**Required action**
Each line from the one containing "Exercise. Point out the tree" through the end of the data must be retyped exactly, and no other line.

Source records:
_____

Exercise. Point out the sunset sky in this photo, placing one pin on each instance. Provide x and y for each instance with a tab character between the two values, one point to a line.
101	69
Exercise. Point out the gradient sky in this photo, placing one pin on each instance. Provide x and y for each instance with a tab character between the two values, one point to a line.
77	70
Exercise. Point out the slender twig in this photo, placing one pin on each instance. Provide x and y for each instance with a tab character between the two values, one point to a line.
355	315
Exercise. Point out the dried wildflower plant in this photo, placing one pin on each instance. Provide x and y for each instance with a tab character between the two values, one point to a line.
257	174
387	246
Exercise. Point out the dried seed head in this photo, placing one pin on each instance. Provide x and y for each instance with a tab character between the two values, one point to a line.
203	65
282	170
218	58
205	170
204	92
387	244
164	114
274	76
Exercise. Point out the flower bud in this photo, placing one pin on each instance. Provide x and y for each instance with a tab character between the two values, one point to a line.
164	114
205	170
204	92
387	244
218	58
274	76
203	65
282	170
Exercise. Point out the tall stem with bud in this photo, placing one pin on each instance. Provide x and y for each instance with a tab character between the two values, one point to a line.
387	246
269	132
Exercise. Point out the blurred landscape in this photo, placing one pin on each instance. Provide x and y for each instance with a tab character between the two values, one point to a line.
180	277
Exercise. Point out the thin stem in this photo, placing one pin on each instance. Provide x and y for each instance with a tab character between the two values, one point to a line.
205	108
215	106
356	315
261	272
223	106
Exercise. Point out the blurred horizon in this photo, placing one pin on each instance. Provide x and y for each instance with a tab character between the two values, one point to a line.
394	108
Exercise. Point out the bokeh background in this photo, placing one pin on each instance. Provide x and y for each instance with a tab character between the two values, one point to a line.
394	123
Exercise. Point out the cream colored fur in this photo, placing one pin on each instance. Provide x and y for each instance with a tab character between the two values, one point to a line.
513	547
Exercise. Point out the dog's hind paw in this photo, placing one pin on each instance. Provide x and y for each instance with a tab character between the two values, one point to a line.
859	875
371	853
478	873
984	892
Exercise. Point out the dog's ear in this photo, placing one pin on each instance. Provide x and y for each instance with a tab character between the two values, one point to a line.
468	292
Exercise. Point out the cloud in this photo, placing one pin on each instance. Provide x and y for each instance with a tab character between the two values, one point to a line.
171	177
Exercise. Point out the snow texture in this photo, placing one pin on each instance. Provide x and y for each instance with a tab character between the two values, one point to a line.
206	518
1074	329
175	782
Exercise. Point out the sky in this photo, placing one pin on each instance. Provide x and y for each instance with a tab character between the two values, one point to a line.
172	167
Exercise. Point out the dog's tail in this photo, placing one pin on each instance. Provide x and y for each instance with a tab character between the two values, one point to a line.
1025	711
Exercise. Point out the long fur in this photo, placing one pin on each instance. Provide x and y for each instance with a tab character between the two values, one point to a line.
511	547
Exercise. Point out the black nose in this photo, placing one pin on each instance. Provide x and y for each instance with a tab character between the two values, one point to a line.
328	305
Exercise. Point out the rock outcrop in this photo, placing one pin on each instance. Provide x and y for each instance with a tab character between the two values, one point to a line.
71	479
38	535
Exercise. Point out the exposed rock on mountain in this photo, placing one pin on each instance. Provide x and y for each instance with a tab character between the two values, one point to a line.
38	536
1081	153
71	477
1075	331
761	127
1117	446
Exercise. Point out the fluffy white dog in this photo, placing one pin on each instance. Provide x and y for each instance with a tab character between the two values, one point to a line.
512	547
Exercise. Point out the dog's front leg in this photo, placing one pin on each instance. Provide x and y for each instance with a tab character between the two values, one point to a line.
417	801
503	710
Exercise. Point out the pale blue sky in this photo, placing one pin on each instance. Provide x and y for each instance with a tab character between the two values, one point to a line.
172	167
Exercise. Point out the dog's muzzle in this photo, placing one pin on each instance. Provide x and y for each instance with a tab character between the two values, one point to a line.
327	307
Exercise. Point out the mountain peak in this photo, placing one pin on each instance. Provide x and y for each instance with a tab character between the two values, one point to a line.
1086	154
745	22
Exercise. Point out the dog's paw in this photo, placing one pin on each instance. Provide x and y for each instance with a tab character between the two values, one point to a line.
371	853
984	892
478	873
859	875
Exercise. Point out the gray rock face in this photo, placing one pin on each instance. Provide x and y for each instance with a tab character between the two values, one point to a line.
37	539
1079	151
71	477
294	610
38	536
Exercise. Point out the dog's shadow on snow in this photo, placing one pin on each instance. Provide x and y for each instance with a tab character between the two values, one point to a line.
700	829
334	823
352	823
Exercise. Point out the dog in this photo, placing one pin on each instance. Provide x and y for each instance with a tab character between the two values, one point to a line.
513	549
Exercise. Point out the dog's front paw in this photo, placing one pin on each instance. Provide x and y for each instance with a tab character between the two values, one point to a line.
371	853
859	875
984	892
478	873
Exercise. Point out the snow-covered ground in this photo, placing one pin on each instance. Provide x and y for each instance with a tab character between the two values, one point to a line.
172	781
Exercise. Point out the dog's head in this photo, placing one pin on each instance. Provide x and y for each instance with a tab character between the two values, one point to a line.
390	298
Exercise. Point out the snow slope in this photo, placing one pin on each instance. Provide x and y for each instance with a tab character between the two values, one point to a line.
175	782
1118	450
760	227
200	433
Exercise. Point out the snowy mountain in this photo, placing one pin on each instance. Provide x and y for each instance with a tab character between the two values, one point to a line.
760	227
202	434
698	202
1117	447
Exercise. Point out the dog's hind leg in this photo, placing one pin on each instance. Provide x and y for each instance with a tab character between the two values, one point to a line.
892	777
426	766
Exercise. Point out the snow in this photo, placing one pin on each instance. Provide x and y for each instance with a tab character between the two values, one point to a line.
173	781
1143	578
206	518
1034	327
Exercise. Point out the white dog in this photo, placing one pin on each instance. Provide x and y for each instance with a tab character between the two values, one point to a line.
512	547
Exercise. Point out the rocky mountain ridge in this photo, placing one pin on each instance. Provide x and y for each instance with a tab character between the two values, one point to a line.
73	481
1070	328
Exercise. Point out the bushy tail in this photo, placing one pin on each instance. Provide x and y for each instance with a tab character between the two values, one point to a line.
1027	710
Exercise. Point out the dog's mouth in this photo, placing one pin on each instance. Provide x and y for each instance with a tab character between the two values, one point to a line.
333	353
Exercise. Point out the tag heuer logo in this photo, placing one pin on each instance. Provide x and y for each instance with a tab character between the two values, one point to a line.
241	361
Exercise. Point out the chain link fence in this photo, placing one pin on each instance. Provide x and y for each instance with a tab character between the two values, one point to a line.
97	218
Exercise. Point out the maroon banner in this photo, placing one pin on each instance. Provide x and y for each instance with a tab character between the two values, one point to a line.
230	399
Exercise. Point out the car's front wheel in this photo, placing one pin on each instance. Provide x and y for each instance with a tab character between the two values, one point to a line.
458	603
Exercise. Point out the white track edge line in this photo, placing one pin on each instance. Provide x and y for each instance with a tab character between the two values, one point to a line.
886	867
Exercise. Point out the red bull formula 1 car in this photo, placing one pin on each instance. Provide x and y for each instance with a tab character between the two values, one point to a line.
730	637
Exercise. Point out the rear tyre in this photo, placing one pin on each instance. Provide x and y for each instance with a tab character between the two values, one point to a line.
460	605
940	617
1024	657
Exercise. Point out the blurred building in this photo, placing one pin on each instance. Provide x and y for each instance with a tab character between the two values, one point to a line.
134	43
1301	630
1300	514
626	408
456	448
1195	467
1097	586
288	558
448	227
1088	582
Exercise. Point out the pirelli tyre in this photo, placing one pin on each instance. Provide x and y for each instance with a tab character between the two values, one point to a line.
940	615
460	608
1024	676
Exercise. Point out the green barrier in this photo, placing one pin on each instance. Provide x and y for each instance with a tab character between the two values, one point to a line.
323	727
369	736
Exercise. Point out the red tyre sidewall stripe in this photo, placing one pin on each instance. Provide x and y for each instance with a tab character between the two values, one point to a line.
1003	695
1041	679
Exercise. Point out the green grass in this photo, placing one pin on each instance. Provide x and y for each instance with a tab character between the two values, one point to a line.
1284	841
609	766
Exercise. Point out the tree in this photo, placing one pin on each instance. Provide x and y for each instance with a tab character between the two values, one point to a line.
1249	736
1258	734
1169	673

_____

**Task answer**
Exercise. Point out the tree in this photo, placing one pin on each instance. Provide x and y for each instance with a tab character between the two values, one point to a line.
1249	736
1258	734
1169	673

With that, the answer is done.